** begin Text excerpt **
In another embodiment, upon reception of a DL signaling command/message from the network but the UE/device may not be able to decode part of or whole command/message content, or it may be able to successfully decode the command/message content but lack energy to proceed with the expected actions/behavior, the UE/device can reply with a short/lightweight UL response including one or several/all of the following contents. In an embodiment, during an inventory/registration round/session, a network node may send a DL command/message to alert/trigger A-IoT devices to prepare and communicate with the network node and provide a device ID (e.g., an electronic product code (EPC) , etc. ) and possible subsequent access (e.g., UL/DL transmission) , but the network node may not receive anything or receive two few replies from the targeted device population compared to expectation, for example, due to insufficient provisioning of a CW to energize the devices. The quick/short UL responses from one or more devices using the CW provided by the network node may help the network node to schedule the CW and DL signaling command/message more efficiently.
** end Text excerpt **
> [Exercise task] Continue the passage on short uplink responses from A-IoT devices, starting right after its final sentence.
** begin Given data **
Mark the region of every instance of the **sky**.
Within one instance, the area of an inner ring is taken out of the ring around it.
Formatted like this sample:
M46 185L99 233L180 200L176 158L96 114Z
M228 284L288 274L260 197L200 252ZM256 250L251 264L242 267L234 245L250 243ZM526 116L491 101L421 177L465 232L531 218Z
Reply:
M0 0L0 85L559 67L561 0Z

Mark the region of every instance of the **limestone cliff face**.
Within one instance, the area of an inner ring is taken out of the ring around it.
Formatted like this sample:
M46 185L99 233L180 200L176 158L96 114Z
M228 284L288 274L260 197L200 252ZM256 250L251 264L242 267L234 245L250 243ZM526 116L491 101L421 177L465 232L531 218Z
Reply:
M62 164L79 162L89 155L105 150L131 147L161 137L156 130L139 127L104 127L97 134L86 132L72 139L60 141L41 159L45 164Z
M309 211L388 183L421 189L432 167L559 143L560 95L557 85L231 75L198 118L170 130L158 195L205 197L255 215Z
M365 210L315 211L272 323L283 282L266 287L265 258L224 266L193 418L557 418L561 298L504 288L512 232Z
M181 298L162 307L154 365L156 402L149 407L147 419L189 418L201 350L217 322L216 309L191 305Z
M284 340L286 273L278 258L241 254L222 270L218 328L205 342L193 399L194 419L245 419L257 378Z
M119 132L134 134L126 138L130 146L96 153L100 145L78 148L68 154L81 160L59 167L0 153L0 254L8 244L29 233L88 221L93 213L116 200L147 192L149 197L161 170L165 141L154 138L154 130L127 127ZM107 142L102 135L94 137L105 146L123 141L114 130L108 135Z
** end Given data **
> [Task output]
In an embodiment, the short UL response can indicate to the network node reason (s) why an expected UL response cannot be performed, e.g., due to low energy, or error case in decoding the DL command/signal. For the case of passive devices, the network node may react with decision to provide CW emission to energize device (s) . Another example is that the network node can perform repetition of the DL command/message upon receiving one or multiple responses from A-IoT devices.

In an embodiment, the short UL response can include a device/group ID (if available) so that the network node can reschedule the DL command to target individual or group of devices accordingly. In another embodiment, the short UL response can indicate a command ID/sequence number/message identifier of the DL command/message that is received but failed to decode/obtain the content.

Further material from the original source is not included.